Le mot « caricature » provient de l’italien « caricare » qui signifie « charger, exagérer ». La caricature se distingue donc par l’intention de déformer les caractéristiques d’un visage ou d’un corps, d’amplifier les défauts tout en préservant la possibilité d’identifier le personnage concerné. Mieux, elle est souvent plus vraie que nature. Tel est son paradoxe : c’est en s’éloignant de la représentation figurative réaliste qu’elle acquiert sa justesse, sa vérité. C’est en déformant –et donc en interprétant- qu’elle rend conforme au personnage ou plutôt à la personnalité qui s’en dégage.
Caricature et dessein de presse constituent donc, par définition, une manipulation pour mieux manifester une interprétation, faire partager visuellement une opinion. Anne Duprat n’hésite pas à définir la caricature comme un « dessin polémique », qui, s’il n’a pas forcément vocation à déclencher le rire, « cherche nécessairement à ridiculiser, à choquer, à provoquer ou encore à stigmatiser une situation ou une personne » 286 .

## [Matériel fourni]
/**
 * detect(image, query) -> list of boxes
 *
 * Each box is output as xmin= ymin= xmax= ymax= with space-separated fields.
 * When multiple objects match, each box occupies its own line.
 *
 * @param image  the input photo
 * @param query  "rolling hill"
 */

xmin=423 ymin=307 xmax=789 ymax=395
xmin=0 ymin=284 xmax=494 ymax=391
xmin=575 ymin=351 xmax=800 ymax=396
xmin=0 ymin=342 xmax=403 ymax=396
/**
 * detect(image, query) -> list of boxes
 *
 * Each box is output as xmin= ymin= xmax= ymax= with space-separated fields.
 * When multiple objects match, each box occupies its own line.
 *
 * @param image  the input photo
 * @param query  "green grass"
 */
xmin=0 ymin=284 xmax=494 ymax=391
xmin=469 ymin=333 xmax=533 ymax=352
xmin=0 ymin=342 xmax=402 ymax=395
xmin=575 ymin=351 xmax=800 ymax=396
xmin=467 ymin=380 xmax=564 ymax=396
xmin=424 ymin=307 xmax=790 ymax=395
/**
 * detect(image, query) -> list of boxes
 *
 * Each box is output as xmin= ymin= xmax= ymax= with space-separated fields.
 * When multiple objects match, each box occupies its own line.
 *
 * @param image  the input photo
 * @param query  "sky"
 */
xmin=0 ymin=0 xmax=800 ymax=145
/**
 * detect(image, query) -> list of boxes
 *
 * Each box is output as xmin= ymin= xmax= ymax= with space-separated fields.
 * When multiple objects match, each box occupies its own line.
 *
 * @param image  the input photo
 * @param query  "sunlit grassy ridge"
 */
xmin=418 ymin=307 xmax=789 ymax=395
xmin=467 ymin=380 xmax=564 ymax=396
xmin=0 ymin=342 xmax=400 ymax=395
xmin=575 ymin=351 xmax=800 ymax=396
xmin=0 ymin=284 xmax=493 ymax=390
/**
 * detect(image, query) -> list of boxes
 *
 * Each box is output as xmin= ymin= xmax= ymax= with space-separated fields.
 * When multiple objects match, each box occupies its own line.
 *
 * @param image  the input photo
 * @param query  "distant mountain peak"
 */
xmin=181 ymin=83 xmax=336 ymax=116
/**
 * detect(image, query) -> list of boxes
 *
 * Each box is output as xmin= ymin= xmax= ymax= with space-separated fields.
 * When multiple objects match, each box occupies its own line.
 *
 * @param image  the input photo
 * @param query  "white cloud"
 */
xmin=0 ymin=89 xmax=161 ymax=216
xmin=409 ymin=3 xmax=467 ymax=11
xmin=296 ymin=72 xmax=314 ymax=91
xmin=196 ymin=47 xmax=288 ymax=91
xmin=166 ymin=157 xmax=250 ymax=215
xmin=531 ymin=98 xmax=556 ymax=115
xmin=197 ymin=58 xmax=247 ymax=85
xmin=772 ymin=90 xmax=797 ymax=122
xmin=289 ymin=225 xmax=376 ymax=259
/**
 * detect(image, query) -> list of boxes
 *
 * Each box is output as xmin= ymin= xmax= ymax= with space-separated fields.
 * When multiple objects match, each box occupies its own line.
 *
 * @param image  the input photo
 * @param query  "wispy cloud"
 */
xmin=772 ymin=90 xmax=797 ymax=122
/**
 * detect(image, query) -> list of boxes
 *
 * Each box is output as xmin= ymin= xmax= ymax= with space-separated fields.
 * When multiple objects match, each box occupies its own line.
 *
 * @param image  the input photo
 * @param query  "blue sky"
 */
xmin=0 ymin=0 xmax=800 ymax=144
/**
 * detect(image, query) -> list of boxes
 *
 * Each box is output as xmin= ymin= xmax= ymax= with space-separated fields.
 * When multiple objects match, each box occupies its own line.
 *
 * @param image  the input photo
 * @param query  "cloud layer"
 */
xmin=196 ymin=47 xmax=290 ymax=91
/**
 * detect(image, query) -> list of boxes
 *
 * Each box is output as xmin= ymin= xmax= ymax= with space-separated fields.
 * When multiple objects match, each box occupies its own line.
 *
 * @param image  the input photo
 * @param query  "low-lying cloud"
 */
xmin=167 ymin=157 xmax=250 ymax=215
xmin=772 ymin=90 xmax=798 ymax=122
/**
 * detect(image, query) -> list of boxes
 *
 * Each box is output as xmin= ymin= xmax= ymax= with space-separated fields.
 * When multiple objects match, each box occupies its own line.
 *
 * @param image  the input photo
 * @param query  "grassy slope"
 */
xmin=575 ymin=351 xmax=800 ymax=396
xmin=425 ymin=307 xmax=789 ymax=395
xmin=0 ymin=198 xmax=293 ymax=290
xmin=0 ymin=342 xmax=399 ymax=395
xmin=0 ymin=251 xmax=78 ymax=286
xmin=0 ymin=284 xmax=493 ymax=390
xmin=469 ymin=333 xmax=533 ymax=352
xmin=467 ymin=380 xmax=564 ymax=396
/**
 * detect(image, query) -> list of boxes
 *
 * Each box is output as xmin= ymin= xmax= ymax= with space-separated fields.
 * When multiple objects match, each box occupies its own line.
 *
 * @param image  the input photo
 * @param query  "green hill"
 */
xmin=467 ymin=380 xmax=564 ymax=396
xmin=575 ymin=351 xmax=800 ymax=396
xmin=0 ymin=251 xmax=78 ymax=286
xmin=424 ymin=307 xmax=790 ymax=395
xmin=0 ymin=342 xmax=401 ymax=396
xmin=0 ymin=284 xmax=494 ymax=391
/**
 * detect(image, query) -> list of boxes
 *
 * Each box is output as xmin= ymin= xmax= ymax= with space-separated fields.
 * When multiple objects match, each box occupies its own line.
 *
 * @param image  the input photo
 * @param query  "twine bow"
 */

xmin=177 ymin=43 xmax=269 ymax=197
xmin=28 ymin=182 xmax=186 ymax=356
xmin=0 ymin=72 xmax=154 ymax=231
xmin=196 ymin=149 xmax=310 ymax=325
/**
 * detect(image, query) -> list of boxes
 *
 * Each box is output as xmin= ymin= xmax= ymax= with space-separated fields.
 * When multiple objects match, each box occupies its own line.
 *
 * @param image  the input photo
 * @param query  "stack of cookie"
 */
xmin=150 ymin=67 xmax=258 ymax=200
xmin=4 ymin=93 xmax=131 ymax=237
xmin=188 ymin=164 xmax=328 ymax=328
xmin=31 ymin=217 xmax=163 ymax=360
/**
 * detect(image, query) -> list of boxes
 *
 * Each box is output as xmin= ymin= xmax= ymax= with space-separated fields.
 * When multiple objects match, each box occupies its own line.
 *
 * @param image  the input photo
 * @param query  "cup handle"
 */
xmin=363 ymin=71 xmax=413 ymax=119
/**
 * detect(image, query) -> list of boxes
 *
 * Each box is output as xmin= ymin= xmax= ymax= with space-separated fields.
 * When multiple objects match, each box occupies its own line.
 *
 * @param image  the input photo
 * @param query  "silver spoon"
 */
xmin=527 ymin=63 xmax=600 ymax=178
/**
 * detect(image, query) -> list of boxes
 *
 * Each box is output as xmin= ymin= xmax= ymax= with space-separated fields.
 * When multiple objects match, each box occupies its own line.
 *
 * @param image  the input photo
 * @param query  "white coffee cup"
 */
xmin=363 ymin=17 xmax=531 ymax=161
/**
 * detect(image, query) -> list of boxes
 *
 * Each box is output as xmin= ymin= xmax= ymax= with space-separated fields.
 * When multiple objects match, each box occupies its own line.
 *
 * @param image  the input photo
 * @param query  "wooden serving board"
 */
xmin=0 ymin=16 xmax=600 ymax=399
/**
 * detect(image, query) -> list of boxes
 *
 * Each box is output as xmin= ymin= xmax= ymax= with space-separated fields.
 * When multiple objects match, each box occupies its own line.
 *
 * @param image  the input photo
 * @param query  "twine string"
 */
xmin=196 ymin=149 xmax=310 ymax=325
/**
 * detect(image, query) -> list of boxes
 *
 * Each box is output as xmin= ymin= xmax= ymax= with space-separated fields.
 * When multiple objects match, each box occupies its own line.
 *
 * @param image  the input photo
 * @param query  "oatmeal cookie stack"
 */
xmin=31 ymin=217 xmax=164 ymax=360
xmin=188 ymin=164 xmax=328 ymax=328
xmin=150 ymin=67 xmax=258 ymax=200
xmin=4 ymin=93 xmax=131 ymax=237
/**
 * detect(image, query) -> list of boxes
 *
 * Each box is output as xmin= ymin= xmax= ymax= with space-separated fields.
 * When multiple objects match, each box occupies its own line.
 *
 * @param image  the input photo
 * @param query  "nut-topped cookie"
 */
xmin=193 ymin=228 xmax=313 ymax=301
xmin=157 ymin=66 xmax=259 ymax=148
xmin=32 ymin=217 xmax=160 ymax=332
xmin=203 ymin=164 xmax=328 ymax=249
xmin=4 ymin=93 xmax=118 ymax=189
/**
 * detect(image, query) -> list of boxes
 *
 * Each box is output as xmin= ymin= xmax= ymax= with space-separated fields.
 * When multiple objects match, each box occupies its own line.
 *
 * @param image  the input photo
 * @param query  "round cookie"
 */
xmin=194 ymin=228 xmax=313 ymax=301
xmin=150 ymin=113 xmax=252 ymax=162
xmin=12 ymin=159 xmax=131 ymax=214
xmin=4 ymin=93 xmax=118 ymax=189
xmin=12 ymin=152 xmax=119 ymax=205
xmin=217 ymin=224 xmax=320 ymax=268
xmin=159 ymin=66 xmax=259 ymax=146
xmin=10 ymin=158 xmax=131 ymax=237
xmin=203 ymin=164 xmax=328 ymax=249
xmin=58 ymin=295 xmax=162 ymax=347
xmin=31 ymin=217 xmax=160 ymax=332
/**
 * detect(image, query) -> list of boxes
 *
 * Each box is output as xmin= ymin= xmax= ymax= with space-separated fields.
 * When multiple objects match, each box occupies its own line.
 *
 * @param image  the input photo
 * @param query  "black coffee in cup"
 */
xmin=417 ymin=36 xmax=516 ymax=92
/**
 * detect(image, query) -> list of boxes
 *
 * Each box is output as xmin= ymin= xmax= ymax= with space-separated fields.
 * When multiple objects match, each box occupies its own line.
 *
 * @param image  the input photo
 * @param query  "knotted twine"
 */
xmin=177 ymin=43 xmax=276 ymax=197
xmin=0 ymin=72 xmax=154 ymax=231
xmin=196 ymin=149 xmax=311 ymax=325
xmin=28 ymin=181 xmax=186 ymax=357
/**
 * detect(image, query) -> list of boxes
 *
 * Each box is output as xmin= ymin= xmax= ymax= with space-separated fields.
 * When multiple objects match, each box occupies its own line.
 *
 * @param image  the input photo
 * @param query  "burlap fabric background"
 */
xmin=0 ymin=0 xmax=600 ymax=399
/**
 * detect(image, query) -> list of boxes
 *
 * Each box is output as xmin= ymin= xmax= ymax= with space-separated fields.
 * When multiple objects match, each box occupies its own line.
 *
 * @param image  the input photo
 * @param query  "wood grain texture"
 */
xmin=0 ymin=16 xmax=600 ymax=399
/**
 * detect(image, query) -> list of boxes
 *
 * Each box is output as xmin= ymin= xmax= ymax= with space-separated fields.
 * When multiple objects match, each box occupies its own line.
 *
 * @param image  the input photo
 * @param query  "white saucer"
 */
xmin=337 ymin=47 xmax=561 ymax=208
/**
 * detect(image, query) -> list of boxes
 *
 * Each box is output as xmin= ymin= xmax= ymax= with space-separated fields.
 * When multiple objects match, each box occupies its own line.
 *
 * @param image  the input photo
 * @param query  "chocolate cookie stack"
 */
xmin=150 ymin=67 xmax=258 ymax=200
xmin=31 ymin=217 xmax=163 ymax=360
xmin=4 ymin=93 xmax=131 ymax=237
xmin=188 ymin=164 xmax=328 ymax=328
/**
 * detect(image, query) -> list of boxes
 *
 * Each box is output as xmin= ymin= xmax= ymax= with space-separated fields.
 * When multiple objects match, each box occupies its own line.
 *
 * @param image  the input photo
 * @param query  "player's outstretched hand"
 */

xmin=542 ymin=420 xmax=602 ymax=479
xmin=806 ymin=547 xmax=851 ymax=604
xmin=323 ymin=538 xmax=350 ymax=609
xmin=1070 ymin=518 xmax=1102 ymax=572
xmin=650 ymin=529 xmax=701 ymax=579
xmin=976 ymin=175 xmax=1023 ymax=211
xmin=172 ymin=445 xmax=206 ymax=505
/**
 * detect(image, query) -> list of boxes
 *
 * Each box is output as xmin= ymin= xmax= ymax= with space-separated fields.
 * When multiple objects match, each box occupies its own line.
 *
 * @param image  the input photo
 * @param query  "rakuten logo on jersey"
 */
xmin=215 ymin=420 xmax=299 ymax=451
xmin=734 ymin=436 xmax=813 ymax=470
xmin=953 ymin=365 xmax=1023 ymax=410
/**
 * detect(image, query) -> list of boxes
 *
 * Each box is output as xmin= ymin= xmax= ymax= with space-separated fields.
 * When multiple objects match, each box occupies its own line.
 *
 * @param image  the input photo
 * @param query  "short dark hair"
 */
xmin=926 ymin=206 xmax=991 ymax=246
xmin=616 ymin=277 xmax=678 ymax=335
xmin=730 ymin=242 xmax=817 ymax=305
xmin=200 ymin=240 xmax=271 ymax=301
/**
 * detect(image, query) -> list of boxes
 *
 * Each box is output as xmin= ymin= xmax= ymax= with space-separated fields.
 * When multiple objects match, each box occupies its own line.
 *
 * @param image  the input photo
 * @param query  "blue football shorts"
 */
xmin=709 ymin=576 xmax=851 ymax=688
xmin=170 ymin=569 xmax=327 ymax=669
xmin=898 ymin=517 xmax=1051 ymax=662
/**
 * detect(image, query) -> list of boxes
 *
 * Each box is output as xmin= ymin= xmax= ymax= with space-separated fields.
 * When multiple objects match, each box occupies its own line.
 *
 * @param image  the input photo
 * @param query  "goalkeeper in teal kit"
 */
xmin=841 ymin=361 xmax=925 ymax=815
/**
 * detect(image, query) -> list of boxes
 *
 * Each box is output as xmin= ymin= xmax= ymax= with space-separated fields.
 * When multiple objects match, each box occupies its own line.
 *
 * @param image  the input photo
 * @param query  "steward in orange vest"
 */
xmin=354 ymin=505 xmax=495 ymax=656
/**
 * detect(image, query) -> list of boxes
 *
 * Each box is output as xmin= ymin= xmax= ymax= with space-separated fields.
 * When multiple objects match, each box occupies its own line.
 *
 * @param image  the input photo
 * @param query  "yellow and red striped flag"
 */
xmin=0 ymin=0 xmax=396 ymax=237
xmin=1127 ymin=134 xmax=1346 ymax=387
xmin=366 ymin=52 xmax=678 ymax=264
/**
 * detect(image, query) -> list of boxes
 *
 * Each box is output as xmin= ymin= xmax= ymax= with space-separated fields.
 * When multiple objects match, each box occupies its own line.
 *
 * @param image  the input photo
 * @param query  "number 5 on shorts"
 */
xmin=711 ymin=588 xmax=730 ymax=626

## [Consigne]
D'après le texte sur la caricature, quel est le sens du mot italien « caricare » ? Le matériel fourni ne sert pas ici.

## [Réponse rédigée]
Il signifie « charger, exagérer ».